> _WHAT THE TASK REQUIRES_
According to the account of the Modasa's 1951 voyage, why did the narrow streets of Malta's old town seem quite bright even though the buildings along them were high?

[BEGIN ARTICLE]

14 November 2010

Sea Life 1951. The Modasa. London.

First draft:
Leaving Malta our next call was Tilbury Dock in London. Our passengers disembarked here and some of the cargo also, I think.
During our few days stay at Tilbury, over the weekend, I made the opportunity to visit my Aunt Florrie (Florence), she was my father's sister, who lived in nearby Rochester about 5 miles distant. She and her husband had moved from Cumberland to Rochester in Kent just after the end of WW2. I made the journey by early morning bus and they were more than surprised to see me. She had 2 children, my cousins, Valerie and Carl who were younger than I. I was made most welcome by the family and I finally caught the bus back to Tilbury in the late afternoon.

My aunt's husband, John Ritson was a close friend of my father's and he was also my godfather. He was said to be a very clever man who worked on seaplanes during WW2 based in the English Lake District . His son Carl Ritson following his father's footsteps, becoming an aircraft engineer. Eventually he went to Florida, USA to follow his profession.

We were now due to leave Tilbury and sail to Newcastle-on-Tyne, the Modasa's home port to discharge the remaining cargo.

Note: To be amended. My visit to my Aunt Florrie above may have been with another ship (British Piper), an oil tanker sometime later.  Maybe not.
Sea Life 1951. The Modasa. Homeward Bound.

First draft:
We left Lourenco Marques heading for Dar es Salaam and Zanzibar where we were to pick up our first passengers. We would also picked up more cargo, what it was I can no longer remember. Then onwards to Mombasa where we picked up the majority of our passengers and more cargo. Our ports of call were more or less the same as on our outward voyage with the exception of Marseilles, in southern France.

We then passed through the Suez Canal again and back into the Mediterranean. Following the north African Coast we made our way to to the island of Malta an additional port of call to pick up even more cargo and maybe an extra passenger or two.

Malta
. We stayed here only 12 hours. We were berthed close to the old town so, to stretch our legs, a few of us had a short exploratory walk through the old town with its narrow cobbled streets, small shops and cafes. I remember the buildings were high in these narrow streets  but the light coloured stone of the buildings seemed to reflect the daylight down into the streets making them quite bright. Leaving Malta our next call was Tilbury docks in London.

Notes and thoughts.

[END ARTICLE]
[BEGIN SOURCE DATA]

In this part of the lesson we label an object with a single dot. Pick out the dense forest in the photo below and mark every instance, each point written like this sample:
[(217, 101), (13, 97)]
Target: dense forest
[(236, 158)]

[END SOURCE DATA]

> _ANSWER FOR THIS EXERCISE_
The buildings were made of light-colored stone, which seemed to reflect the daylight down into the narrow streets. This made the streets appear quite bright despite the height of the buildings.